§ WHAT NEEDS TO BE DONE: Could you copy out every line of the listing below word for word, without changing anything?
• • • • • • •
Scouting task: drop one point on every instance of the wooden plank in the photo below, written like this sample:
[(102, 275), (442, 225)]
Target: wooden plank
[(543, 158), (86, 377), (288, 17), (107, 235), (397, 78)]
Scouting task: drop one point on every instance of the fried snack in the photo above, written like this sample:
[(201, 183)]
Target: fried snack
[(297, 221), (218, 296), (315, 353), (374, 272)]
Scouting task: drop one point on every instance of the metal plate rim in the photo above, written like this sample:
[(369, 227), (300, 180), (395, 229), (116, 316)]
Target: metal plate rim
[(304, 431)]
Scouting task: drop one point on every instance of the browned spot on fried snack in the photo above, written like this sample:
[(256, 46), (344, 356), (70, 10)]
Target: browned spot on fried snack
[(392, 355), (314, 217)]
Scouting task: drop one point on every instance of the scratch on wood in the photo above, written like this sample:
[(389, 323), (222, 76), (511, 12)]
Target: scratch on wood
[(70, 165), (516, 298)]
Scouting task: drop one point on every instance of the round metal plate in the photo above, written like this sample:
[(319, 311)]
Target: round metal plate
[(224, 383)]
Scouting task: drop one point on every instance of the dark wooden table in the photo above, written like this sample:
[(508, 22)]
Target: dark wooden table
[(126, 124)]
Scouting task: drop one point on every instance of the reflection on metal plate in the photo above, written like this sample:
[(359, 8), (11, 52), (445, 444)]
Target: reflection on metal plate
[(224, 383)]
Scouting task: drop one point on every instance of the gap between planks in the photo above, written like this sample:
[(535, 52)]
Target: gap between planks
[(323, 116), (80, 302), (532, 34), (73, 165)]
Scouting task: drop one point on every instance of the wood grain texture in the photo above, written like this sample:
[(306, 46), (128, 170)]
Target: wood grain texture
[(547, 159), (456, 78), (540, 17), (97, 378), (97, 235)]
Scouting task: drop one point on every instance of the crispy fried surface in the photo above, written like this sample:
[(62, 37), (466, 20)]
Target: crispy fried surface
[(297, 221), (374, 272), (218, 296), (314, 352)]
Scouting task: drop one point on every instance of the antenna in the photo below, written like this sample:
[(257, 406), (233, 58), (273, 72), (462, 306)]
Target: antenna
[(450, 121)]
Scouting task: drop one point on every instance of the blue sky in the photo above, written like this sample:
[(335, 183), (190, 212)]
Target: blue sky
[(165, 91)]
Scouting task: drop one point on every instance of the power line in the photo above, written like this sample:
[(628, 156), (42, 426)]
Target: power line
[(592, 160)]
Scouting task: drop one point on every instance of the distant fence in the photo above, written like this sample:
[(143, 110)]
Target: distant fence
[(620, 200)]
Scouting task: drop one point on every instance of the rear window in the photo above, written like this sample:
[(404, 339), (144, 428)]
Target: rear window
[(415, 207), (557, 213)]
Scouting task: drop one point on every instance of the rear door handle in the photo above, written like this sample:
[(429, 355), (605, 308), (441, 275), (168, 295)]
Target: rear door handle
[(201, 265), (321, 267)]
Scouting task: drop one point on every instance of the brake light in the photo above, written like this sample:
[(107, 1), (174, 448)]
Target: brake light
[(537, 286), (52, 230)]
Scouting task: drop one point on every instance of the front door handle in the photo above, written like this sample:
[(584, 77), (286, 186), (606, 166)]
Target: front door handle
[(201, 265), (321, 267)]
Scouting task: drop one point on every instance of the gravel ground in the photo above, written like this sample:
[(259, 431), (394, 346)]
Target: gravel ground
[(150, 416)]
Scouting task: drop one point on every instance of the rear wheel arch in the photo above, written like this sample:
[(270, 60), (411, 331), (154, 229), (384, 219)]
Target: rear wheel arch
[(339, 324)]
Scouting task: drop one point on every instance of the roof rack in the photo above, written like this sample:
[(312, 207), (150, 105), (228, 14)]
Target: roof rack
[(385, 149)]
• • • • • • •
§ PROBLEM SOLUTION:
Scouting task: drop one point on every instance of the wooden plank in the photo below, written like this sample:
[(102, 275), (442, 225)]
Target: wooden plank
[(543, 158), (86, 377), (288, 17), (107, 235), (397, 78)]
Scouting task: drop one point on every instance of the fried snack in the photo above, written like this sample:
[(201, 183)]
Target: fried snack
[(297, 221), (218, 296), (315, 353), (374, 272)]
Scouting task: drop one point on every instance of the metal plate rim in the photo above, written like this sample:
[(369, 227), (300, 180), (395, 229), (116, 316)]
Target: metal plate rim
[(304, 431)]
Scouting task: drop one point on every instance of the browned spot on fried snack in the photo above, written like this sample:
[(256, 46), (344, 356), (70, 10)]
Target: browned spot on fried snack
[(392, 355), (314, 217)]
Scouting task: drop one point on every instance of the scratch on wood in the photo above, written like this sample:
[(389, 323), (222, 76), (511, 12)]
Target: scratch on wood
[(70, 165), (516, 298)]
Scouting task: drop one point on every instance of the round metal plate in the photo above, written like this sample:
[(319, 311)]
Target: round metal plate
[(224, 383)]
Scouting task: drop one point on every instance of the dark wooden table in the photo above, written like this sample:
[(508, 22)]
Target: dark wooden table
[(126, 124)]
Scouting task: drop one point on every instance of the reflection on metal plate in the photo above, written like this sample:
[(359, 8), (11, 52), (445, 444)]
Target: reflection on metal plate
[(224, 383)]
Scouting task: drop one point on every instance of the gap between planks in the photo above, written like this sample:
[(535, 52)]
Target: gap between planks
[(323, 116), (80, 302), (532, 34), (73, 165)]
Scouting task: drop one point on every instance of the wood grain texture in the photo above, written like this sample:
[(306, 46), (128, 170)]
Target: wood grain texture
[(547, 159), (456, 78), (540, 17), (97, 378), (97, 235)]
Scouting task: drop one point on every instance of the crispy fried surface in the photo above, written like this sample:
[(62, 37), (466, 20)]
Target: crispy fried surface
[(297, 221), (374, 272), (218, 296), (314, 352)]
Scouting task: drop one point on every instance of the antenna in the photo below, written like this sample:
[(257, 406), (233, 58), (273, 72), (462, 306)]
Target: antenna
[(450, 121)]
Scouting task: drop one point on every instance of the blue sky in the photo above, written like this sample:
[(335, 183), (190, 212)]
Target: blue sky
[(165, 91)]
Scouting task: drop one point on every instance of the power line in the photo above, written like this sample:
[(628, 156), (42, 426)]
Target: power line
[(592, 160)]
Scouting task: drop one point on every instance of the distant fence in the photo above, written like this sample:
[(143, 110)]
Target: distant fence
[(620, 200)]
Scouting task: drop one point on every instance of the rear window in the photo above, written like this sample:
[(404, 339), (144, 428)]
Target: rear window
[(415, 207), (557, 213)]
Scouting task: drop one point on every instance of the rear door handle in the photo above, written like this sample:
[(429, 355), (605, 308), (441, 275), (168, 295)]
Target: rear door handle
[(201, 265), (321, 267)]
Scouting task: drop one point on every instance of the brake light in the photo above, written like this sample:
[(107, 1), (174, 448)]
Target: brake light
[(537, 286), (52, 230)]
Scouting task: drop one point on every instance of the front door handle in the photo above, written like this sample:
[(584, 77), (286, 186), (606, 166)]
Target: front door handle
[(201, 265), (321, 267)]
Scouting task: drop one point on every instance of the gravel ground in the photo above, written like this sample:
[(259, 431), (394, 346)]
Target: gravel ground
[(150, 416)]
Scouting task: drop one point on every instance of the rear wheel arch in the photo above, written like this sample:
[(270, 60), (411, 331), (154, 229), (384, 219)]
Target: rear wheel arch
[(339, 324)]
Scouting task: drop one point on every instance of the roof rack in the photo above, written like this sample:
[(312, 207), (150, 105), (228, 14)]
Target: roof rack
[(385, 149)]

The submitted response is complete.